Volkswagen has commissioned a fast-charging park at its electric car plant in Zwickau, which draws a large part of its energy from a so-called Power Storage Container (PSC). In future, the solution will also be used in residential areas, for example, as no medium-voltage transformer needs to be set up for the HPC.
The power storage container consists of 96 cell modules with a total net capacity of 570 kWh, which were installed in pre-production vehicles of the ID.3 and ID.4 and are now being given a “stationary connection application”, according to the statement. The PSC is a “cost-effective alternative to the transformer station”. By the end of the year, three fast-charging parks are to be in operation on the factory premises.
The charging park at Zwickauer Tor West consists of four charging columns with two charging points each. Each column offers up to 150 kW of power or 2x 75 kW if both charging points are occupied. The electricity for the charging park is generated, among other things, on the PV system located directly next door and otherwise drawn from the grid – since Volkswagen Sachsen has already been purchasing green electricity since 2017, all vehicles are thus charged with 100 percent renewable energy.
__________________________________________________
### [TASK 1]
Duplicate the passage of the Zwickau charging-park text that begins at the words "The charging park at" and stops after the words "percent renewable energy.".
### [TASK 2]
List every power or storage figure stated in kilowatts or kilowatt-hours in the Zwickau charging-park text.
### [TASK 3]
Resume the Zwickau charging-park text from its final sentence and carry it forward.
The listing that comes next has no connection to the Zwickau charging-park text.
__________________________________________________
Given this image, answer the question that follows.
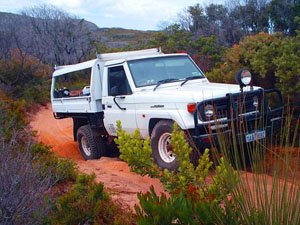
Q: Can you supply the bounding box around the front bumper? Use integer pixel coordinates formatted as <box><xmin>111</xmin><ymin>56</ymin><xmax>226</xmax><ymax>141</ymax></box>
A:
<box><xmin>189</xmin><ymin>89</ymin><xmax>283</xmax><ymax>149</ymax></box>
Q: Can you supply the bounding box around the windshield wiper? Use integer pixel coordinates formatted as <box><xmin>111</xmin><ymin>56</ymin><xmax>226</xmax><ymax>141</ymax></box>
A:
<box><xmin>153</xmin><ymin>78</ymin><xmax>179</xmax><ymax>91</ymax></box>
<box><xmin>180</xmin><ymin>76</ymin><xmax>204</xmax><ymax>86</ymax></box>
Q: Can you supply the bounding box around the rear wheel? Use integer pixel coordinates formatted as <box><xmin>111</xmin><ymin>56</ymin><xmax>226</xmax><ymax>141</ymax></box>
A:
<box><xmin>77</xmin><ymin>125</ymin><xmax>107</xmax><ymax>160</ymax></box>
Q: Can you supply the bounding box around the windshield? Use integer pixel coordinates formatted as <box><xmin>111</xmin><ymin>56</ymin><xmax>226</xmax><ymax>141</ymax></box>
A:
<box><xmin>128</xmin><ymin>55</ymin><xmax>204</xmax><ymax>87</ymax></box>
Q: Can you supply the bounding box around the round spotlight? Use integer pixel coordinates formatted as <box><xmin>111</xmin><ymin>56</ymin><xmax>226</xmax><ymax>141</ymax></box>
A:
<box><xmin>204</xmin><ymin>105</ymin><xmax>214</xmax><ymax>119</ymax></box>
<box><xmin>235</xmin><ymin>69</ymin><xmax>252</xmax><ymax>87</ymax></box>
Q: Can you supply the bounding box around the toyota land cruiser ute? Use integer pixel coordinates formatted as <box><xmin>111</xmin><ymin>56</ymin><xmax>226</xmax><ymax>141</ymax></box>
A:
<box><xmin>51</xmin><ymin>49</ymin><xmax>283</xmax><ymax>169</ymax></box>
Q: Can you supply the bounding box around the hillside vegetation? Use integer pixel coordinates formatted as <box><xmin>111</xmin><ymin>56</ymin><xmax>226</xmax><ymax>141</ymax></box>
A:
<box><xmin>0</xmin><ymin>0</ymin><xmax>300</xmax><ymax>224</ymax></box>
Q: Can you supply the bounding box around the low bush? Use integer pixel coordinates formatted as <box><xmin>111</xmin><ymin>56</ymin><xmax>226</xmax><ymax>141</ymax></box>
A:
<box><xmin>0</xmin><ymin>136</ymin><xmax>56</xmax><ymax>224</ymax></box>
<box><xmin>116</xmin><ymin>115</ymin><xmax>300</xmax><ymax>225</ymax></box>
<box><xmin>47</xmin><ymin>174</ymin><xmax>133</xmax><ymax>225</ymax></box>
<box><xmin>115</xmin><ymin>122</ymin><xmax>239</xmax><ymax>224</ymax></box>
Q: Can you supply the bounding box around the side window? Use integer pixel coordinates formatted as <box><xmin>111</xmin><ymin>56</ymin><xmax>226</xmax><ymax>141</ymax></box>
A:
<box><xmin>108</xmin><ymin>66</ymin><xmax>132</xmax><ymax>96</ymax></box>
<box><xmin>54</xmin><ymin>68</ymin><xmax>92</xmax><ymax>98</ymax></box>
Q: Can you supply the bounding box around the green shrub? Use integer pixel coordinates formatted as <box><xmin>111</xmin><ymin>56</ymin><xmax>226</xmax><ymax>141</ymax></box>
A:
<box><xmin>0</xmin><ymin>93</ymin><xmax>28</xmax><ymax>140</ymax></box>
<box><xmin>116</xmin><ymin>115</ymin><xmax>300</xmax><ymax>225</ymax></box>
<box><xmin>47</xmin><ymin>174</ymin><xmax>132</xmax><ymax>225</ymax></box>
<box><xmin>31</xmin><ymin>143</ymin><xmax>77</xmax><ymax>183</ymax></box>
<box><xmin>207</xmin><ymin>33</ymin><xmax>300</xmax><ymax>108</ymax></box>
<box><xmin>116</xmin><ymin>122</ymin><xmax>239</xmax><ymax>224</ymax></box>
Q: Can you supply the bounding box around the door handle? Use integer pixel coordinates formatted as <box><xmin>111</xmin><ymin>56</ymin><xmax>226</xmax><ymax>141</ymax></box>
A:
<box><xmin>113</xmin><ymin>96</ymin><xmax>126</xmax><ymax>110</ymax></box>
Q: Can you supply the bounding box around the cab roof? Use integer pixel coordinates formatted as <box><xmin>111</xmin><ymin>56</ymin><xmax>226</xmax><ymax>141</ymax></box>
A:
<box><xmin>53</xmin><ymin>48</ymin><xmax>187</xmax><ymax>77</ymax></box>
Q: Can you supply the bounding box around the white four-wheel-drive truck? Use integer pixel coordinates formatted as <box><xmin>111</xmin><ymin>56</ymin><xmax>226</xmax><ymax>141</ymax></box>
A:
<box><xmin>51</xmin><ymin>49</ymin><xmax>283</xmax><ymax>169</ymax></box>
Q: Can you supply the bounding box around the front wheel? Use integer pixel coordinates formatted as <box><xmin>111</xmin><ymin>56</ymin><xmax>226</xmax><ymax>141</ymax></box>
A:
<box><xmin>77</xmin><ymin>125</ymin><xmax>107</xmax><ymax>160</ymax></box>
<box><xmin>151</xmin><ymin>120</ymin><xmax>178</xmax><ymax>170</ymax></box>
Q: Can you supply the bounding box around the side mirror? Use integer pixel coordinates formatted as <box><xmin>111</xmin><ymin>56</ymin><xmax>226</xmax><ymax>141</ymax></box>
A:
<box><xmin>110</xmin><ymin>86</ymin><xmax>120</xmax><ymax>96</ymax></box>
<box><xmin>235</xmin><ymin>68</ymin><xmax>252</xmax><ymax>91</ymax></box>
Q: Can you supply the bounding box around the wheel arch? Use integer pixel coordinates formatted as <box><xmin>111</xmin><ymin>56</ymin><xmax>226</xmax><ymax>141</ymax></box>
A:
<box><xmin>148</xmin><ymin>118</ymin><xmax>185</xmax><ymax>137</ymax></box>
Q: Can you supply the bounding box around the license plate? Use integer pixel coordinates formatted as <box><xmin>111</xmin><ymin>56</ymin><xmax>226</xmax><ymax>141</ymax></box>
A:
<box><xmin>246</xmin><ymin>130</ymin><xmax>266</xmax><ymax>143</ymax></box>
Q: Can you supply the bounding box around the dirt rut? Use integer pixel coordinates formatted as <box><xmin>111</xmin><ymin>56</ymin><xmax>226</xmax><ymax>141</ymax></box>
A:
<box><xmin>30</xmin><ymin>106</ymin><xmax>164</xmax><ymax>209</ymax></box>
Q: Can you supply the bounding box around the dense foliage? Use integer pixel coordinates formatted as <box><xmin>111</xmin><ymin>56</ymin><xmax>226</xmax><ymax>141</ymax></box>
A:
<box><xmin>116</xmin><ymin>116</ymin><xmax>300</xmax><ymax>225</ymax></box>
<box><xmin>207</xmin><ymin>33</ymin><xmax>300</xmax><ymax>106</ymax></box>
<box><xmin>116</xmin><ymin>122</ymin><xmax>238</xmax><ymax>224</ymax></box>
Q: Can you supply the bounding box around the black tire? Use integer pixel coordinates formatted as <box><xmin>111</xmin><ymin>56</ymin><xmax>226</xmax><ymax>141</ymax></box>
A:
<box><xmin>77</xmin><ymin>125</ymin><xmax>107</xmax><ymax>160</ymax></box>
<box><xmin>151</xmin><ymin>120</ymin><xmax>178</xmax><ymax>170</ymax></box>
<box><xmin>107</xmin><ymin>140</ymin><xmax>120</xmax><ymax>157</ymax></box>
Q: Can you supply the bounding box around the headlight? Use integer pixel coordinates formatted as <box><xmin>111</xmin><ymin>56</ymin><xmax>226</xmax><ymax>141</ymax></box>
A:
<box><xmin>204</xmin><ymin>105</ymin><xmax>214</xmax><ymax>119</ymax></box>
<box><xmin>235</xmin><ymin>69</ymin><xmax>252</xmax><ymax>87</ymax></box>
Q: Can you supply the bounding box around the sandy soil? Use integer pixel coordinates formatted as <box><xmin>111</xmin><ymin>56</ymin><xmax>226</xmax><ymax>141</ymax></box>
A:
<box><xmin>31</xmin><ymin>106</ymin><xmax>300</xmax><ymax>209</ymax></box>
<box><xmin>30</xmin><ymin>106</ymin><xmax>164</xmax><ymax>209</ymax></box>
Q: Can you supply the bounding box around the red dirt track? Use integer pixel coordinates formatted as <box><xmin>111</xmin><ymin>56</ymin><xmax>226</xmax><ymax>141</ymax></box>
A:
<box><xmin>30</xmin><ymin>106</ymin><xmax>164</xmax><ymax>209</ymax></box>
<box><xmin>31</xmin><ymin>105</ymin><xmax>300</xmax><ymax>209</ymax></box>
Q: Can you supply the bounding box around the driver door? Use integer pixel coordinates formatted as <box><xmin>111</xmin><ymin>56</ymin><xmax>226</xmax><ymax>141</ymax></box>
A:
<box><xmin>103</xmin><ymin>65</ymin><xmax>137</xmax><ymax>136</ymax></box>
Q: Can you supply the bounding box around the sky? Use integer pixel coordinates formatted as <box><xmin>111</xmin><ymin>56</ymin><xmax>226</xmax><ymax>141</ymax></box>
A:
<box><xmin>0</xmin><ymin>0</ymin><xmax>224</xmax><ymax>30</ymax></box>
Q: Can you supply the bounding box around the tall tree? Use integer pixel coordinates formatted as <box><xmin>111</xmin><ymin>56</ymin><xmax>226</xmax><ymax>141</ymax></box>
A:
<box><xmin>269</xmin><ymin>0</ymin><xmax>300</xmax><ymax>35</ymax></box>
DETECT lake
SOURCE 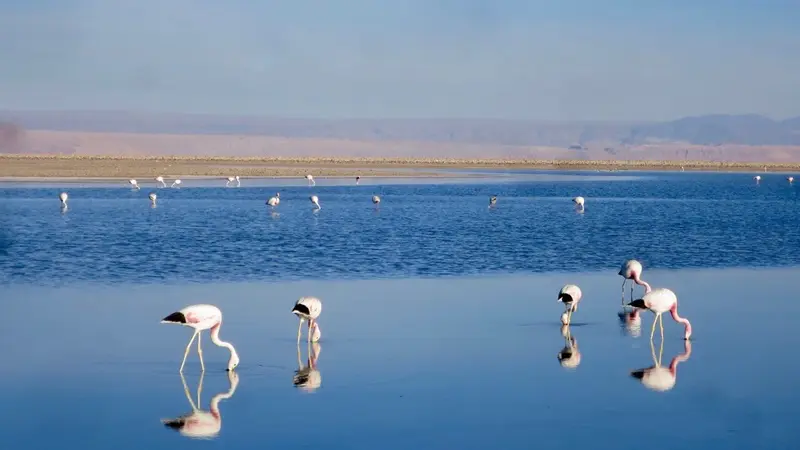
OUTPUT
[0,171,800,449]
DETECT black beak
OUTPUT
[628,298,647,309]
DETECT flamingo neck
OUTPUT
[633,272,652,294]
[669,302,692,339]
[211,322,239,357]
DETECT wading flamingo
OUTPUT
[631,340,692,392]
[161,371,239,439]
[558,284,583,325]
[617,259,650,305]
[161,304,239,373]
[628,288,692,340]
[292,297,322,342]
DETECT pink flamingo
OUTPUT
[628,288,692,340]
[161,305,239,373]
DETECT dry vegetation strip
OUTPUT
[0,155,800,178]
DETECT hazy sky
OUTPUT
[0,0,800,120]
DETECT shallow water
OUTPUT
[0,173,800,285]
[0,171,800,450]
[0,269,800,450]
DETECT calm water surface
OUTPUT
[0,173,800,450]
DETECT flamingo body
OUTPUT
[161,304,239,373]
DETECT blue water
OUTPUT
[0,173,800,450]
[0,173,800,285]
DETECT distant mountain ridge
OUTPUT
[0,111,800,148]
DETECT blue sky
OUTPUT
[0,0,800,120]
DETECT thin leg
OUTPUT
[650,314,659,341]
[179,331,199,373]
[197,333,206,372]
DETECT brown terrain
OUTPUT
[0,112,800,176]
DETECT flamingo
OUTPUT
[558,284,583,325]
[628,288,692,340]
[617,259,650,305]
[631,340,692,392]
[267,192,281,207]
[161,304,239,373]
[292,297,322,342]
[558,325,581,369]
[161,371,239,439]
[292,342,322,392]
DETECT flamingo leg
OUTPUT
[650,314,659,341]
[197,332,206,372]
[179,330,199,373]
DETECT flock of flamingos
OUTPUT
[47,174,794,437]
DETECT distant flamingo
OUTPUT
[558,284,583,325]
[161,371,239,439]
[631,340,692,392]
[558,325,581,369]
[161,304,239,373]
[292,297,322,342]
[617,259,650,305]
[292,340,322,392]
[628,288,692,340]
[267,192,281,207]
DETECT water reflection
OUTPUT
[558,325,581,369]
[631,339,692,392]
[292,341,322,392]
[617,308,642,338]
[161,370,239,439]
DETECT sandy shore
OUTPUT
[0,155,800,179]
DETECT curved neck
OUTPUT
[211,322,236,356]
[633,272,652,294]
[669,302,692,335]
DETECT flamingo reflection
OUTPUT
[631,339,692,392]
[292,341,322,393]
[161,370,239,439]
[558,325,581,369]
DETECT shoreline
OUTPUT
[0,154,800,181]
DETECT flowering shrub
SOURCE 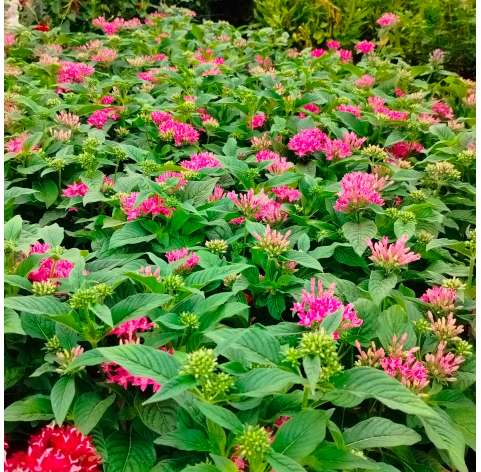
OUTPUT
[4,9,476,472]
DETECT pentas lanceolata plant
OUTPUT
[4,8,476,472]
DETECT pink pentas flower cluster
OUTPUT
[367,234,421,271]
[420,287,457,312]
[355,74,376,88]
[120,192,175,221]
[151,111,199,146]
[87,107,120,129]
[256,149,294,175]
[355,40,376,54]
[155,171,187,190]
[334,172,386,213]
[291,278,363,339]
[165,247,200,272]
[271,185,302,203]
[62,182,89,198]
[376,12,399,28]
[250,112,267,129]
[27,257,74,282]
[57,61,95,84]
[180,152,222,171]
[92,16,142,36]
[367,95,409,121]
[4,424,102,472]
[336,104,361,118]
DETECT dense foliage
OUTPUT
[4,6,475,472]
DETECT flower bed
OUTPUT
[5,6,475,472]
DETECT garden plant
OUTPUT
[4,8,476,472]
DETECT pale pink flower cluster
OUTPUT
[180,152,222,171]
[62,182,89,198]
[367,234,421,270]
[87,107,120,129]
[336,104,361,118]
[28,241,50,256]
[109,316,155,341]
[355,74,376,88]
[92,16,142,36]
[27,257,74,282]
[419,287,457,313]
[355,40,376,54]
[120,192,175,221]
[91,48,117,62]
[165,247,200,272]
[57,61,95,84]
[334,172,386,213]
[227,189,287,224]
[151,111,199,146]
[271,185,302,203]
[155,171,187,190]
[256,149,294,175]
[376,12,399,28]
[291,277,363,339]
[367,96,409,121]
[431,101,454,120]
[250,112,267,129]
__________________________________________________
### [FINAL ANSWER 1]
The charging park at Zwickauer Tor West consists of four charging columns with two charging points each. Each column offers up to 150 kW of power or 2x 75 kW if both charging points are occupied. The electricity for the charging park is generated, among other things, on the PV system located directly next door and otherwise drawn from the grid – since Volkswagen Sachsen has already been purchasing green electricity since 2017, all vehicles are thus charged with 100 percent renewable energy.

### [FINAL ANSWER 2]
570 kWh, 150 kW, 75 kW

### [FINAL ANSWER 3]
With the PSC, Volkswagen Saxony is relying on a solution that Audi is already successfully using for the first time at the Audi Charging Hub in Nuremberg. The container cubes consist of used lithium-ion batteries, which (in the case of Nuremberg) come from dismantled Audi test vehicles and serve as buffer storage for direct current.
The communication does not specify what connected load the 570 kWh PSC in Zwickau requires. With a storage unit of this size, however, several fast charging processes are possible – the grid, on the other hand, is only loaded with the lower connected load. VW also mentions another advantage in the press release: the intermediate storage of energy should avoid high basic costs that would otherwise be incurred in standby mode – even if no vehicles are charging. The transformer stations of fast-charging parks, which are connected to the medium-voltage grid, run around the clock; in addition, high initial investments are possible for these devices.
Like Audi, VW Saxony sees the first charging park with 2nd-life storage as a pilot project to gain experience with the technology. “The advantage is that fast-charging infrastructure can be built nearly anywhere, even if in places with a low-capacity grid connection. Residential areas are one example of where this could be used,” the statement says. However, the scalability of such charging solutions with 2nd-life storage naturally depends on the availability of retired battery cells. If new cells were installed in the buffer storage units, the initial investment would be significantly higher here as well.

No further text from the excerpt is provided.